## Consigna 1
Reemplaza "Montaje" por "Edición" en el fragmento de la reseña que comienza en "Dirección: Terry Gilliam." y termina en "Jaenada, Paloma Bloyd.", y escribe el fragmento resultante.

## Fragmento del documento
+--

El hombre que mató a Don Quijote

(The Man Who Killed Don Quixote)

España/Bélgica/Francia/Reino Unido/Portugal, 2018

Dirección: Terry Gilliam.

Guión: Terry Gilliam, Tony Grisoni.

Fotografía: Nicola Pecorini.

Música: Roque Baños.

Montaje: Teresa Font, Lesley Walker.

Intérpretes: Adam Driver, Jonathan Pryce, Joana Ribeiro, Olga Kurylenko, Stellan Skarsgard, Óscar Jaenada, Paloma Bloyd.

Duración: 132 minutos.

Disponible en Netflix.

8 (ocho) puntos

Finalmente, Don Quijote se sumó a la iconográfica galería del director Terry Gilliam. El hombre que mató a Don Quijote está en Netflix, y hasta el momento es la película más reciente de uno de los realizadores más imaginativos y libérrimos. A la vez, significa la concreción de un proyecto (casi) maldito, perseguido por el realizador una y otra vez a lo largo de más de dos décadas, de las que un documental imperdible –Lost in La Mancha, 2002– supo dar cuenta cuando el proyecto (inconcluso, caótico, terrible) supo ser protagonizado por Jean Rochefort y Johnny Depp como Quijote y Sancho. Entre otros intentos, todos fallidos, uno contó con John Hurt. A Hurt y Rochefort (fallecidos en 2017) está dedicado este film, que es de 2018 y no tuvo en Argentina estreno en salas (sí por streaming, el año pasado).

En aquel documental, Gilliam reflexiona sobre la atracción por el Quijote de Cervantes, y confesaba que no había llegado a él por su lectura, que ésta había sido tardía. Lo notable (pero no tanto) es cómo la vida y obra del ingenioso hidalgo se parece a las del Sam Lowry (Jonathan Pryce) de Brazyl, el Parry (Robin Williams) de Pescador de ilusiones, y el Raoul Duke (Johnny Depp) de Pánico y Locura en Las Vegas. En el cine de Gilliam conviven referencias cruzadas, de poéticas dispares o parecidas como las de Hunter Thompson, Lewis Carroll, y el barón Munchausen. Pero Gilliam es Gilliam. Un Monty Python de pura cepa. Toda película suya vale ser vista. Algunas son mejores que otras, como sucede con tantos realizadores. O como sólo sucede con los que son buenos de verdad.

+--

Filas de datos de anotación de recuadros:
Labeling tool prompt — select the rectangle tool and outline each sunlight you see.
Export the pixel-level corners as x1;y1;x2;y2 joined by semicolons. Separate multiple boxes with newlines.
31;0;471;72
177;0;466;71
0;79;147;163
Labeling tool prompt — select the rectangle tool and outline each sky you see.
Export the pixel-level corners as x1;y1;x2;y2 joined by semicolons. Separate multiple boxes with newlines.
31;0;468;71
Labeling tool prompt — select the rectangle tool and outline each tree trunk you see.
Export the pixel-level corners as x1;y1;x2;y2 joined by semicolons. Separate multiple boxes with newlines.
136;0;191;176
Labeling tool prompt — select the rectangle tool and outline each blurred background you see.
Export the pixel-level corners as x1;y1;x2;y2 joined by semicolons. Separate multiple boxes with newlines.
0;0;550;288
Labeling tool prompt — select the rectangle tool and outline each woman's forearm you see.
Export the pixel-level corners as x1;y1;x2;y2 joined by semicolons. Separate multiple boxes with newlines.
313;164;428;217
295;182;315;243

+--

## Consigna 2
Presenta como tabla Markdown, con las columnas Número y Línea, las líneas de las entradas que van desde la que contiene "background you see." hasta el final de las entradas, ambas incluidas, omitiendo las líneas en blanco.

## Respuesta completa 1
Dirección: Terry Gilliam.

Guión: Terry Gilliam, Tony Grisoni.

Fotografía: Nicola Pecorini.

Música: Roque Baños.

Edición: Teresa Font, Lesley Walker.

Intérpretes: Adam Driver, Jonathan Pryce, Joana Ribeiro, Olga Kurylenko, Stellan Skarsgard, Óscar Jaenada, Paloma Bloyd.

## Respuesta completa 2
| Número | Línea |
|---|---|
| 1 | Labeling tool prompt — select the rectangle tool and outline each blurred background you see. |
| 2 | Export the pixel-level corners as x1;y1;x2;y2 joined by semicolons. Separate multiple boxes with newlines. |
| 3 | 0;0;550;288 |
| 4 | Labeling tool prompt — select the rectangle tool and outline each woman's forearm you see. |
| 5 | Export the pixel-level corners as x1;y1;x2;y2 joined by semicolons. Separate multiple boxes with newlines. |
| 6 | 313;164;428;217 |
| 7 | 295;182;315;243 |